[Data in this exercise]
--
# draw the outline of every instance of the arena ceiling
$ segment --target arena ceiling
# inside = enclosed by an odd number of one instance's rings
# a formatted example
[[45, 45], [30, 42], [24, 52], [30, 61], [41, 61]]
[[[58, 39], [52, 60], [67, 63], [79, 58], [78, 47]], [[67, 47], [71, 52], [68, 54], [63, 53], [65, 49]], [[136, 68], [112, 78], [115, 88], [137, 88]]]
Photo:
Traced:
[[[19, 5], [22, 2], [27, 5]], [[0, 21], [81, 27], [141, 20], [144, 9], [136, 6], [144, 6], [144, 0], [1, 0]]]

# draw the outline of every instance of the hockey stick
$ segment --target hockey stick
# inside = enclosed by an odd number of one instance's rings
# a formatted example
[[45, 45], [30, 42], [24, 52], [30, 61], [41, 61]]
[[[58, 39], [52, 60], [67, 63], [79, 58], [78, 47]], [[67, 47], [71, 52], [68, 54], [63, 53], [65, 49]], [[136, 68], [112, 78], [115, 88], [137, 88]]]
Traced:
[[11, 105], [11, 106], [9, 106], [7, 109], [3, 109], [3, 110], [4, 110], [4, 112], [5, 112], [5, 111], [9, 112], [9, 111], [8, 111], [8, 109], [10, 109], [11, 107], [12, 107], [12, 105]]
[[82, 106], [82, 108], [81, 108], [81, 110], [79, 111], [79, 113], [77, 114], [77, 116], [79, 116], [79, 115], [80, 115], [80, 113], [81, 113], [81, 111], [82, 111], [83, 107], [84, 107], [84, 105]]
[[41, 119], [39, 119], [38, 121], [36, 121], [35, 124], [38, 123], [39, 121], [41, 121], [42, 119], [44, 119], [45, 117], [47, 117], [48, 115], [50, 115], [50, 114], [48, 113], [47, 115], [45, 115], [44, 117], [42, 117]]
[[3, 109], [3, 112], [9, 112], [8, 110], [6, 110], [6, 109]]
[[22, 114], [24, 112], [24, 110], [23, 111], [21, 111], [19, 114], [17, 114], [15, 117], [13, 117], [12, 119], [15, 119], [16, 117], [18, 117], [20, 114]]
--
[What is required] Rewrite the listing above, replacing every occurrence of "outline" with "boundary" and leaving everything else unchanged.

[Result of the exercise]
# draw the boundary of every instance of the arena ceiling
$ segment --target arena ceiling
# inside = enclosed by an odd number of one instance's rings
# a formatted example
[[45, 45], [30, 42], [24, 52], [30, 61], [41, 61]]
[[[58, 39], [52, 60], [67, 63], [79, 58], [78, 47]], [[67, 47], [71, 52], [68, 54], [63, 53], [65, 49]], [[136, 68], [112, 78], [115, 88], [137, 88]]]
Photo:
Traced:
[[[19, 5], [22, 2], [27, 5]], [[0, 21], [81, 27], [141, 20], [144, 9], [136, 6], [144, 6], [144, 0], [1, 0]]]

# draw the boundary of every instance of the hockey stick
$ segment --target hockey stick
# inside = enclosed by an odd number of one instance's rings
# a formatted example
[[45, 45], [30, 42], [24, 52], [30, 61], [41, 61]]
[[[58, 39], [52, 60], [67, 63], [79, 58], [78, 47]], [[67, 47], [71, 52], [68, 54], [63, 53], [65, 49]], [[136, 68], [112, 78], [115, 88], [137, 88]]]
Traced:
[[11, 105], [11, 106], [9, 106], [7, 109], [3, 109], [3, 110], [4, 110], [4, 112], [5, 112], [5, 111], [9, 112], [9, 111], [8, 111], [8, 109], [10, 109], [11, 107], [12, 107], [12, 105]]
[[82, 106], [82, 108], [81, 108], [81, 110], [79, 111], [79, 113], [77, 114], [77, 116], [79, 116], [79, 115], [80, 115], [80, 113], [81, 113], [81, 111], [82, 111], [83, 107], [84, 107], [84, 105]]
[[41, 119], [39, 119], [38, 121], [36, 121], [35, 124], [38, 123], [39, 121], [41, 121], [42, 119], [44, 119], [45, 117], [47, 117], [48, 115], [50, 115], [50, 114], [48, 113], [47, 115], [45, 115], [44, 117], [42, 117]]
[[3, 109], [3, 112], [9, 112], [8, 110], [6, 110], [6, 109]]
[[22, 114], [24, 112], [24, 110], [23, 111], [21, 111], [19, 114], [17, 114], [15, 117], [13, 117], [12, 119], [15, 119], [16, 117], [18, 117], [20, 114]]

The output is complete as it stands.